S.ANDREA – Si è svolta domenica 26 ottobre 2025 l’Assemblea Parrocchiale di S. Andrea, una giornata di ascolto, preghiera e progettazione condivisa che ha coinvolto i fedeli in un percorso articolato in più momenti. Al centro, la domanda: come rendere la parrocchia una “casa” accogliente e una comunità viva? A guidare la riflessione, l’omelia di Valerio Mattioli, la toccante testimonianza della coppia Valerio e Manuela e il lavoro di quattro gruppi, i cui esiti sono stati sintetizzati da don Andrea.
Abbiamo avuto come ospiti e guide nella riflessione, Valerio Mattioli, diacono a Minerbio, e sua moglie Manuela Rispolo, che animano la casa famiglia “Piccoli Passi”.
1 – L’omelia: la giustizia che unisce, non separa
Valerio Mattioli, nell’omelia della messa ha meditato sulla parabola del fariseo e del pubblicano, rivolta, come ha sottolineato, “a coloro che si ritengono giusti”. Il fariseo, pur osservante, incarna la tentazione di una religiosità che “divide” e si auto-celebra, trasformando la preghiera in un “essere creditori di vita” davanti a Dio. In questo modo la sua preghiera perde il senso dell’incontro e diventa una contabilità morale.

__Azione richiesta 1__:
Puoi riscrivere tutti i record sostituendo "clicks" con "taps" e lasciando tutto il resto invariato? Ometti le immagini.
Il resoconto qui sopra non ha alcun legame con i record.

__Record forniti__:
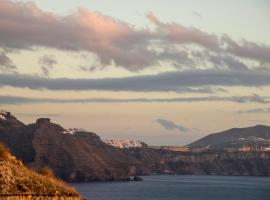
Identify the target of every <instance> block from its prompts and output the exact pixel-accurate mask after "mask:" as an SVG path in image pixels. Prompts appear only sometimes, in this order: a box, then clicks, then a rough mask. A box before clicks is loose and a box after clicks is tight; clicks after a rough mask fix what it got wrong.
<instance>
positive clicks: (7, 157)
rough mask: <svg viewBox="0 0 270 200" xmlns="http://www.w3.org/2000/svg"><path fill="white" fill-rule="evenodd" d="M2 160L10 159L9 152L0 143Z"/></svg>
mask: <svg viewBox="0 0 270 200" xmlns="http://www.w3.org/2000/svg"><path fill="white" fill-rule="evenodd" d="M0 158H2V159H4V160H8V159H9V158H10V153H9V150H8V149H7V148H6V146H5V145H4V144H2V143H0Z"/></svg>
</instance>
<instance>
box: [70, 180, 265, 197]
mask: <svg viewBox="0 0 270 200" xmlns="http://www.w3.org/2000/svg"><path fill="white" fill-rule="evenodd" d="M143 179H144V181H142V182H134V181H130V182H98V183H77V184H73V186H74V187H75V188H76V189H77V191H78V192H79V193H80V194H81V195H82V196H83V197H84V198H85V199H87V200H270V177H250V176H213V175H211V176H197V175H192V176H186V175H169V176H167V175H155V176H143Z"/></svg>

__Azione richiesta 2__:
Come prosegue il resoconto dell'assemblea parrocchiale di S. Andrea? Scrivine il seguito a partire dall'ultima frase riportata.

__Risposta al compito 1__:
Identify the target of every <instance> block from its prompts and output the exact pixel-accurate mask after "mask:" as an SVG path in image pixels. Prompts appear only sometimes, in this order: a box, then taps, then a rough mask. A box before taps is loose and a box after taps is tight; taps after a rough mask fix what it got wrong.
<instance>
positive taps: (7, 157)
rough mask: <svg viewBox="0 0 270 200" xmlns="http://www.w3.org/2000/svg"><path fill="white" fill-rule="evenodd" d="M2 160L10 159L9 152L0 143Z"/></svg>
mask: <svg viewBox="0 0 270 200" xmlns="http://www.w3.org/2000/svg"><path fill="white" fill-rule="evenodd" d="M0 158H2V159H4V160H8V159H9V158H10V153H9V150H8V149H7V148H6V146H5V145H4V144H2V143H0Z"/></svg>
</instance>
<instance>
box: [70, 180, 265, 197]
mask: <svg viewBox="0 0 270 200" xmlns="http://www.w3.org/2000/svg"><path fill="white" fill-rule="evenodd" d="M143 179H144V181H142V182H134V181H130V182H98V183H77V184H73V186H74V187H75V188H76V189H77V191H78V192H79V193H80V194H81V195H82V196H83V197H84V198H85V199H87V200H270V177H250V176H213V175H211V176H197V175H192V176H186V175H169V176H167V175H155V176H143Z"/></svg>

__Risposta al compito 2__:
Ha raccontato un episodio personale: sua madre, malata da tempo, di fronte a nuove prove, sentiva di non meritare più sofferenze, come se la vita le dovesse qualcosa. È un sentimento umano, ma rivela la radice del problema: quando ci percepiamo “giusti”, rischiamo di perdere il legame con Dio e con gli altri.
Al contrario, il pubblicano, riconoscendo la propria miseria, si affida totalmente alla misericordia divina. Si umilia, si consegna, e nel suo atto di fiducia si apre all’incontro. Gesù stesso, dice Mattioli, è “il giusto pubblicano divenuto ingiusto”, perché si è consegnato nelle mani del Padre, si è umiliato fino alla croce.
La conclusione dell’omelia è un invito concreto: cercare Dio proprio nella nostra miseria, nelle nostre ferite, nella consapevolezza della nostra debolezza. “Il Signore valorizza la nostra povertà”, dice Mattioli. Da questo riconoscimento nasce anche la comunità: una comunità che non si divide in giusti e peccatori, ma che insieme guarda al Signore come unica fonte di vita e di giustizia.
2 – Il pranzo
Dopo la messa c’è stato il pranzo, ottimamente preparato dai nostri cuochi!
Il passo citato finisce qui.